DO THIS —
Exactly reproduce the line that contains "Kindly place a point on the woman's" and all lines after it in the entries below, through the very last line.

□ □ □

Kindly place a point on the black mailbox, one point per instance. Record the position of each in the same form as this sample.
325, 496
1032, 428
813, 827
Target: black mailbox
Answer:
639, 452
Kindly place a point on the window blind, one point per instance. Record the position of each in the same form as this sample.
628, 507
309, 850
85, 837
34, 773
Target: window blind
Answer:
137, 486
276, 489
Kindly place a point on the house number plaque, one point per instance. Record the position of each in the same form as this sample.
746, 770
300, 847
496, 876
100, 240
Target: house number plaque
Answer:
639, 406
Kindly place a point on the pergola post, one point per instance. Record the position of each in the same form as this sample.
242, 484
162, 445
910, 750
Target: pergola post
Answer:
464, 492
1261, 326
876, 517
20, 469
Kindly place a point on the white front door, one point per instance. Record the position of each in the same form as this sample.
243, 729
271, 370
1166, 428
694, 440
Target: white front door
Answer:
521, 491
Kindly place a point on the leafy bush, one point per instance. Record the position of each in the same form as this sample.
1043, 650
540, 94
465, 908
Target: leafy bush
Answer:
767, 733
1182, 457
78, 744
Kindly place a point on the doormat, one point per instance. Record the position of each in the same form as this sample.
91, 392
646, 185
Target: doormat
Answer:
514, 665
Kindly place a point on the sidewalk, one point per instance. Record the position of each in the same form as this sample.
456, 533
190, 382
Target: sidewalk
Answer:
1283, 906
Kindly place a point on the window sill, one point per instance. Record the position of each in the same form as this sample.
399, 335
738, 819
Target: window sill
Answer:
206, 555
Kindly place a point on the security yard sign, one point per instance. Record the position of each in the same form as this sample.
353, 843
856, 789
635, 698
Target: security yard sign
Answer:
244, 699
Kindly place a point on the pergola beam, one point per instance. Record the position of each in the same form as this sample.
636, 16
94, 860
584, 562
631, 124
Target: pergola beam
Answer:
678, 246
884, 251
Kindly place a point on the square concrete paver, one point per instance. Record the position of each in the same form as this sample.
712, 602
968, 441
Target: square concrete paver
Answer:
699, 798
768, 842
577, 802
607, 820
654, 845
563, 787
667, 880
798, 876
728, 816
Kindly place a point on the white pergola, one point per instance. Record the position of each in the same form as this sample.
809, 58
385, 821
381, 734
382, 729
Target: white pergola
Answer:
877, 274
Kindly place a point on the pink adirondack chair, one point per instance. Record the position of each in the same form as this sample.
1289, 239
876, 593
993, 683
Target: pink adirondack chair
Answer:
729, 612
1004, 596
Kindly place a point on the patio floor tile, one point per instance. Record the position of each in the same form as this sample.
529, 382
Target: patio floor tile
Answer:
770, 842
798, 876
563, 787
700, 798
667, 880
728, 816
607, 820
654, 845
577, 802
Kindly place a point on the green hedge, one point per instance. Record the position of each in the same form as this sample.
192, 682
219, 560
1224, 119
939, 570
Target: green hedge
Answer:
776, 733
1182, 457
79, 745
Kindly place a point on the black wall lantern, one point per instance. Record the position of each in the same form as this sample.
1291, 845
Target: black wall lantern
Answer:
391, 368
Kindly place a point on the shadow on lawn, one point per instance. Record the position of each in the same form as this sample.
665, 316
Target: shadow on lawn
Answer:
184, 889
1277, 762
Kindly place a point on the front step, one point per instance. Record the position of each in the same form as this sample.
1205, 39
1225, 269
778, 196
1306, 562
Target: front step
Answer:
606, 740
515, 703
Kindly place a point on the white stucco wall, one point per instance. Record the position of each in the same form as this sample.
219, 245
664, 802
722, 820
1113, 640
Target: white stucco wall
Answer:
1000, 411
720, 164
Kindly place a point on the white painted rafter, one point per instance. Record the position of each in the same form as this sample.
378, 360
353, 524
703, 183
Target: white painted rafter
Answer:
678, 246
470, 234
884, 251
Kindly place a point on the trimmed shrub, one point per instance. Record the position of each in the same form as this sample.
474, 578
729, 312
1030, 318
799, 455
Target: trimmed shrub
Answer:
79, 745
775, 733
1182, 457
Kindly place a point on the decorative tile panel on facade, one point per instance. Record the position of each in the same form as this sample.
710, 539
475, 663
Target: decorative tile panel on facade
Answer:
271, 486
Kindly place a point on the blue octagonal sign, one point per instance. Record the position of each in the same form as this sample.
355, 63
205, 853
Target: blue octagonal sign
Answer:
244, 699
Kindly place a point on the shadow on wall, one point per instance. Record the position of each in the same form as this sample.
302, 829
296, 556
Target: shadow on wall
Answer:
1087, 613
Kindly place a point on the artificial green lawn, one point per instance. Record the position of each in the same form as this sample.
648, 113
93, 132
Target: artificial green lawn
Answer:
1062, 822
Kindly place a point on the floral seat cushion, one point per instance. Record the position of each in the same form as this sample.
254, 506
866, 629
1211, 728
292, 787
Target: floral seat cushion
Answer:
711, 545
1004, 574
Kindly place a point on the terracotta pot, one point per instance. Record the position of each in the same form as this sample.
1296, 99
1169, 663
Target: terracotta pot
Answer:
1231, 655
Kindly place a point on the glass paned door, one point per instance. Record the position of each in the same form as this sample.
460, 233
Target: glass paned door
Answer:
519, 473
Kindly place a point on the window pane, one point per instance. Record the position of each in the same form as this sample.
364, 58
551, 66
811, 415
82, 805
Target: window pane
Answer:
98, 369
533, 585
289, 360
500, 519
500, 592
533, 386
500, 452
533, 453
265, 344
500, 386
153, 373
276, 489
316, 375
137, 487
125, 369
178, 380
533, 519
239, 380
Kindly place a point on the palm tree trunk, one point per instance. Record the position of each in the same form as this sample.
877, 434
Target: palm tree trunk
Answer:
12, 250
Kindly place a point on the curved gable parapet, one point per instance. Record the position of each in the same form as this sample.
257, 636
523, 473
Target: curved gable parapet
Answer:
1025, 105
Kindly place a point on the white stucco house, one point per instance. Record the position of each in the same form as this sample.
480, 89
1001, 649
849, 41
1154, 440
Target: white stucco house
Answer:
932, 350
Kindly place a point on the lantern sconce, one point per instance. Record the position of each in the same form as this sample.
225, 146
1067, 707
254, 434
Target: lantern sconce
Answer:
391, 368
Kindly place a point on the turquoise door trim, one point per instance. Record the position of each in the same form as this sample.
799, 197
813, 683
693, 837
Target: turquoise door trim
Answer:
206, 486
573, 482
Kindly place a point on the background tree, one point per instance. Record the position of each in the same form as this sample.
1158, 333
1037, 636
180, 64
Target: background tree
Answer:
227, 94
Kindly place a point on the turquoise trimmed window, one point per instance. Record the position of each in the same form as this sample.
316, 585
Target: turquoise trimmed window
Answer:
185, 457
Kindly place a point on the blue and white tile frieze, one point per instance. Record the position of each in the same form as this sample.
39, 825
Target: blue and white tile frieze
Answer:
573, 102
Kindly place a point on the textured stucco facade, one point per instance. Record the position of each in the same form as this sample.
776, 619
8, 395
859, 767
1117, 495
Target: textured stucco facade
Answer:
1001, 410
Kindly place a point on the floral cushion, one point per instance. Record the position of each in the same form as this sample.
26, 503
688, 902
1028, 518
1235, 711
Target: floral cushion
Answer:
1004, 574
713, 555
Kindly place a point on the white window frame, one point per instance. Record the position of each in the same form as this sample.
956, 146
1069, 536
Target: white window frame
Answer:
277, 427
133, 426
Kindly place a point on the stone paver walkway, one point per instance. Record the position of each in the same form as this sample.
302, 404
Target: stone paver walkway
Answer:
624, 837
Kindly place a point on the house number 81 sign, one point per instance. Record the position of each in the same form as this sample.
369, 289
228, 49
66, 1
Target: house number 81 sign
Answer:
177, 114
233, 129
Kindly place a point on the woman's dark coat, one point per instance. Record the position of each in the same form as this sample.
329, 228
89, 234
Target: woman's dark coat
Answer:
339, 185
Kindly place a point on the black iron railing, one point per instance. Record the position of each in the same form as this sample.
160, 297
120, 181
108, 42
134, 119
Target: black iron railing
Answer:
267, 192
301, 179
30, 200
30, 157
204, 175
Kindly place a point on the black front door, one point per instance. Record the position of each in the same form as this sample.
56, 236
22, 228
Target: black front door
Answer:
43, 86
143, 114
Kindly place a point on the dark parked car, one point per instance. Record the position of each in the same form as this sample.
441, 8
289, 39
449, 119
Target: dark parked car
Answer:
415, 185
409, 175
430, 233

□ □ □

TASK SOLUTION —
Kindly place a point on the woman's dark coat, one point per instance. Record the position of each in the same form as this sample.
329, 228
89, 234
Target: woman's dark coat
Answer:
339, 185
Kindly place a point on the black iron railing, one point per instance. Record the position of each in the same form as this sample.
160, 297
120, 181
108, 42
134, 119
Target: black iron railing
Answer:
267, 192
301, 179
30, 200
30, 157
204, 175
Kindly place a point on the black front door, one point per instance. Record the position of each in the same form as this sample.
56, 236
22, 228
Target: black front door
Answer:
43, 86
143, 114
Kindly place a point on the dark parked car, one point per instance. Record the position of each in the same form as this sample.
441, 8
289, 39
449, 119
Target: dark parked car
Answer:
415, 185
409, 175
430, 233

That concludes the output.